* Extracted text:
(begin)

Part 1
Realizing nuclear fusion as a practical energy source poses enormous challenges owing to the extreme physical conditions required by the known fusion reactions. These include temperatures of 100 million degrees Celsius or more and astronomically high pressures, which must be maintained long enough to reach a net energy output.
Efforts to achieve this goal are dominated today by expensive, large-scale experimental facilities utilizing ultra-high power lasers and microwave generators, particle beams, giant superconducting magnet systems and other advanced technologies. One might conclude that fusion, if and when it becomes a reality, will be a complex, highly capital-intensive way to produce energy.
But what if there were a much easier approach, one that would not require such elaborate technical means to achieve the extreme temperatures and pressures required? A method in which nature would do most of the work for us?
Amazingly, there does exist such an approach. It is based on a device called the dense plasma focus (DPF).

The DPF generates an electric discharge that evolves rapidly in time and space, concentrating its energy into an array of filamentary structures and finally into a tiny knot-like entity called a plasmoid (see below). Inside the plasmoid, the conditions are reached for fusion to take place. Part 2 of this series will describe in detail how it works.
The DPF has existed in various forms since the 1960s and has been utilized in dozens of university and government laboratories all over the world for experimental research in the field of plasma physics. It is also used as a source of X-rays and neutrons.
Apart from such applications, the phenomena observed in DPF discharges provide a model for a variety of self-organizing processes in nature, from the laboratory scale all the way up to the scale of galaxies and galactic clusters.
Fusion power with a plasma focus
It has long since been experimentally demonstrated that the DPF can generate large numbers of fusion reactions when operated in a chamber filled with deuterium gas.
Strangely, until recently the possibility of using the DPF for commercial power production has never been pursued with the necessary commitment and – most importantly – the financial support needed to succeed.

(end)

* Dataset extract:
(begin)

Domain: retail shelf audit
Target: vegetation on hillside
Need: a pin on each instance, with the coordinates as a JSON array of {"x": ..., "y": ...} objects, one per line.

(end)

* Problems to solve:
1. According to the article on fusion energy, what device is the easier approach to fusion based on?
2. Swap "plasmoid" for "fireball" in the article on fusion energy, starting with "But what if" and going on through "how it works.".
3. Carry on the article on fusion energy from its last sentence.

* Task-by-task outputs:
1. It is based on the dense plasma focus (DPF).

2.
But what if there were a much easier approach, one that would not require such elaborate technical means to achieve the extreme temperatures and pressures required? A method in which nature would do most of the work for us?
Amazingly, there does exist such an approach. It is based on a device called the dense plasma focus (DPF).

The DPF generates an electric discharge that evolves rapidly in time and space, concentrating its energy into an array of filamentary structures and finally into a tiny knot-like entity called a fireball (see below). Inside the fireball, the conditions are reached for fusion to take place. Part 2 of this series will describe in detail how it works.

3.
Nearly all investment into fusion power research today goes into funding large, expensive projects – topped off by the giant International Torus Experimental Reactor (ITER) now under construction in southern France, with a total price-tag estimated at over $40 billion.
Smaller, more innovative but less prestigious projects have been starved for funds. This situation, paradoxical to an outsider, is sadly familiar to those who have observed the behavior of funding agencies in recent decades.
The good news is that one laboratory in the United States – New Jersey’s private Lawrenceville Plasma Physics, Inc, doing business as LPPFusion – has seriously taken up the challenge to develop the dense plasma focus into a practical source of fusion energy.
There is still a way to go, but the project evidently has a real chance of success. The founder and head of LPPFusion, physicist Eric Lerner, is one of the world’s leading experts on the plasma focus and related areas of plasma physics and astrophysics.
Running on a shoestring budget with a handful of dedicated collaborators, LPPFusion has raised the performance of its DPF technology step by step, coming within striking distance of the conditions sufficient for net energy generation.
A landmark was reached in 2016 when Lerner’s device achieved an ion temperature of 2.8 billion degrees – by far the highest such temperature achieved in any fusion experiment to date. This is over 200 times hotter than the center of the sun and more than 15 times the projected maximum temperature for the ITER.
In other respects, LPP Fusion has matched or come near results obtained with devices costing hundreds of times more than the total of $7 million that LPP Fusion has spent over the last 10 years. (Here the reader can find a detailed description and comparison of the large and small fusion energy projects now underway.)
Most exciting, LPP Fusion intends to utilize hydrogen-boron instead of the standard deuterium-tritium fuel. The world-record temperatures already achieved provide an important precondition for taking this step. If the plan works out it will be extremely good news.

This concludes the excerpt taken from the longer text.